WHAT IS BEING ASKED —
Reproduce the lines of the material exactly, excluding every image.

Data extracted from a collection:
>> begin

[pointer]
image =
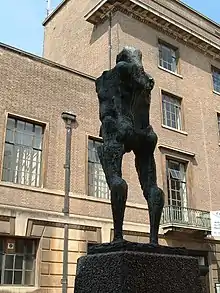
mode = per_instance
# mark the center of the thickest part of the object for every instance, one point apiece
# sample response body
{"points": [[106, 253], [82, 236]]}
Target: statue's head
{"points": [[130, 55]]}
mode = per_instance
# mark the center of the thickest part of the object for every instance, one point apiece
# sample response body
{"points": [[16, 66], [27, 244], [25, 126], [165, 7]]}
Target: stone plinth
{"points": [[137, 272]]}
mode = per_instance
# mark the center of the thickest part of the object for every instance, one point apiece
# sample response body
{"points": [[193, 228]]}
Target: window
{"points": [[17, 261], [216, 79], [218, 119], [171, 111], [97, 183], [168, 57], [176, 182], [23, 152]]}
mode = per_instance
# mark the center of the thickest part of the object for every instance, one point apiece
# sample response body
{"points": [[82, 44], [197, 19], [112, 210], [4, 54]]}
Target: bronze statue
{"points": [[124, 94]]}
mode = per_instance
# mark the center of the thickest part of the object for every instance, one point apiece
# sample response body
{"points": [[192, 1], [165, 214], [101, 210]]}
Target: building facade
{"points": [[181, 50]]}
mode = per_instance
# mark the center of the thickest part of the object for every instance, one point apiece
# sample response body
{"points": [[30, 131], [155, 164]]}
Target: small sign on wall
{"points": [[215, 223]]}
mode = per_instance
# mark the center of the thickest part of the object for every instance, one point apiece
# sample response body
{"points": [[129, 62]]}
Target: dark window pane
{"points": [[9, 259], [29, 262], [18, 277], [20, 125], [10, 123], [38, 130], [18, 262], [19, 246], [29, 246], [29, 128], [8, 277], [1, 245], [29, 278]]}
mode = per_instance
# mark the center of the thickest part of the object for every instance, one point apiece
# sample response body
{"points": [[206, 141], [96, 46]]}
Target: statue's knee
{"points": [[119, 184]]}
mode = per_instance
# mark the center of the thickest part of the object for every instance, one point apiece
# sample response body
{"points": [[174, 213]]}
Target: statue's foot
{"points": [[118, 239], [154, 242]]}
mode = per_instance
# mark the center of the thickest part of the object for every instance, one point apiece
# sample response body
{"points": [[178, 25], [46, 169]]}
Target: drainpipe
{"points": [[68, 119], [110, 39]]}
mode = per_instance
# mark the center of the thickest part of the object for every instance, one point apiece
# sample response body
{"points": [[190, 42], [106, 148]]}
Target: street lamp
{"points": [[217, 287], [69, 119]]}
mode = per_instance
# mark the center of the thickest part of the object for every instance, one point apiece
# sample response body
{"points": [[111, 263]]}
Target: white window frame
{"points": [[216, 79], [171, 111], [23, 149], [178, 207], [168, 57], [218, 121], [7, 252]]}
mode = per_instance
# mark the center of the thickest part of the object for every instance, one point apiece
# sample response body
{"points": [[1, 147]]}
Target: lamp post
{"points": [[217, 287], [69, 119]]}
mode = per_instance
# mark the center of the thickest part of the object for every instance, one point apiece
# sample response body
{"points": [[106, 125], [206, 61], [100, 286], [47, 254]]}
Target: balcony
{"points": [[189, 220]]}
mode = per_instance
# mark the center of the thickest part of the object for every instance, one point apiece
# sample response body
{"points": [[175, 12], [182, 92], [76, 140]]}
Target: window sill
{"points": [[18, 289], [31, 188], [216, 93], [169, 71], [175, 130], [106, 201]]}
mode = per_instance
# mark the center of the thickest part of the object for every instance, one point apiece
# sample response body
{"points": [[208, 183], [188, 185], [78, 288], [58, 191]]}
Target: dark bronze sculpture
{"points": [[124, 94]]}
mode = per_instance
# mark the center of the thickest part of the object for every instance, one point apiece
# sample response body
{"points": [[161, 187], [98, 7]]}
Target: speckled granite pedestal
{"points": [[137, 272]]}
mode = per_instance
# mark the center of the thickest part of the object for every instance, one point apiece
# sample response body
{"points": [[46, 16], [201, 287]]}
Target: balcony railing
{"points": [[186, 218]]}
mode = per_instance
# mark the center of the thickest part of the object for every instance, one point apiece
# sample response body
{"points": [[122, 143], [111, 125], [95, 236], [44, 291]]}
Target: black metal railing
{"points": [[186, 217]]}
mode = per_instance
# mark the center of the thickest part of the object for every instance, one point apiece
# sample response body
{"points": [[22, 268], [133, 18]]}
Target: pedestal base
{"points": [[137, 272]]}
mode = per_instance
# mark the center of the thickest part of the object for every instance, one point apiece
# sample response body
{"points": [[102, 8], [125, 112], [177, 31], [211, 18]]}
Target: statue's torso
{"points": [[124, 100]]}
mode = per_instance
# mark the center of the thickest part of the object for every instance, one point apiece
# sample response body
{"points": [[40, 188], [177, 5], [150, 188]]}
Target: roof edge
{"points": [[95, 8], [199, 13], [45, 61], [54, 12]]}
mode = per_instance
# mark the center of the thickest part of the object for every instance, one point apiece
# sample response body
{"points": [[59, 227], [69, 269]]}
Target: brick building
{"points": [[181, 50]]}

>> end

FINISHED ANSWER —
[pointer]
image =
mode = per_instance
# mark the center of the thickest part of the object for every instance, one point apiece
# sample response body
{"points": [[106, 253], [82, 236]]}
Target: statue's head
{"points": [[130, 55]]}
mode = per_instance
# mark the center of the thickest part of the object for every instance, one point apiece
# sample response body
{"points": [[16, 66], [27, 244], [25, 126], [165, 7]]}
Target: stone plinth
{"points": [[137, 272]]}
mode = per_instance
# mark the center of the thickest part of the object for every instance, one point apiece
# sample response body
{"points": [[193, 228]]}
Target: window
{"points": [[17, 261], [216, 79], [218, 119], [171, 111], [97, 183], [168, 57], [176, 182], [23, 152]]}
mode = per_instance
# mark the center of the thickest part of the object for every instance, one point apiece
# sample response body
{"points": [[82, 44], [197, 19], [112, 210], [4, 54]]}
Target: bronze statue
{"points": [[124, 94]]}
mode = per_instance
# mark the center of the thickest part of the object for every instance, one point apiece
# sample response body
{"points": [[192, 1], [165, 214], [101, 210]]}
Target: building facade
{"points": [[181, 50]]}
mode = per_instance
# mark the center of the thickest part of the object for every instance, one point apiece
# sample response body
{"points": [[30, 131], [155, 164]]}
Target: small sign on wall
{"points": [[215, 223]]}
mode = per_instance
# mark the center of the thickest part of the object for every instance, one point apiece
# sample response body
{"points": [[129, 62]]}
Target: dark window pane
{"points": [[9, 259], [29, 262], [18, 277], [20, 125], [10, 123], [38, 130], [18, 262], [19, 246], [29, 246], [29, 128], [8, 277], [1, 245], [29, 278]]}
mode = per_instance
# mark the center of the thickest part of the object for every instance, one point apiece
# sample response body
{"points": [[206, 141], [96, 46]]}
Target: statue's knee
{"points": [[119, 184]]}
mode = per_instance
# mark the center of the thickest part of the object for every instance, one point apiece
# sample response body
{"points": [[174, 213]]}
Target: statue's foot
{"points": [[118, 239], [154, 242]]}
mode = per_instance
# mark the center of the thickest part of the object for every instance, one point apiece
# sample response body
{"points": [[178, 25], [46, 169]]}
Target: drainpipe
{"points": [[68, 119], [110, 39]]}
mode = per_instance
# mark the center of the thickest part of the object for every instance, one point apiece
# sample response body
{"points": [[190, 42], [106, 148]]}
Target: street lamp
{"points": [[217, 287], [69, 119]]}
mode = per_instance
# mark the center of the thickest part of the object for every instance, one point apiece
# sample response body
{"points": [[111, 263]]}
Target: white window frame
{"points": [[216, 79], [171, 111], [23, 149], [178, 207], [168, 57], [218, 121], [7, 252]]}
mode = per_instance
# mark the center of the thickest part of the object for every instance, one point apiece
# sample response body
{"points": [[1, 147]]}
Target: lamp post
{"points": [[217, 287], [69, 119]]}
mode = per_instance
# mark the center of the thickest part of the object for every instance, one point apiece
# sample response body
{"points": [[106, 125], [206, 61], [100, 286], [47, 254]]}
Target: balcony
{"points": [[189, 220]]}
mode = per_instance
# mark the center of the thickest part of the object for every instance, one point apiece
# sample response body
{"points": [[175, 12], [182, 92], [76, 140]]}
Target: window sill
{"points": [[18, 289], [31, 188], [216, 93], [169, 71], [175, 130], [106, 201]]}
mode = per_instance
# mark the center of the thickest part of the object for every instance, one point apiece
# sample response body
{"points": [[208, 183], [188, 185], [78, 288], [58, 191]]}
Target: dark bronze sculpture
{"points": [[124, 94]]}
mode = per_instance
# mark the center of the thickest part of the object for every instance, one point apiece
# sample response body
{"points": [[161, 187], [98, 7]]}
Target: speckled granite pedestal
{"points": [[137, 272]]}
mode = per_instance
# mark the center of the thickest part of the object for every instance, one point apiece
# sample response body
{"points": [[46, 16], [201, 287]]}
Target: balcony railing
{"points": [[186, 218]]}
mode = per_instance
# mark the center of the thickest part of the object for every instance, one point apiece
# sample response body
{"points": [[122, 143], [111, 125], [95, 236], [44, 291]]}
Target: black metal railing
{"points": [[186, 217]]}
mode = per_instance
# mark the center of the thickest part of the object for every instance, one point apiece
# sample response body
{"points": [[22, 268], [133, 18]]}
Target: pedestal base
{"points": [[137, 272]]}
mode = per_instance
# mark the center of the thickest part of the object for every instance, one point apiece
# sample response body
{"points": [[102, 8], [125, 112], [177, 31], [211, 18]]}
Target: statue's torso
{"points": [[124, 100]]}
mode = per_instance
# mark the center of the thickest part of the object for every instance, one point apiece
# sample response body
{"points": [[40, 188], [177, 5], [150, 188]]}
Target: roof edge
{"points": [[95, 8], [199, 13], [45, 61], [54, 12]]}
mode = per_instance
# mark the center of the thickest part of the object for every instance, one point apiece
# sample response body
{"points": [[59, 227], [69, 269]]}
Target: brick building
{"points": [[181, 50]]}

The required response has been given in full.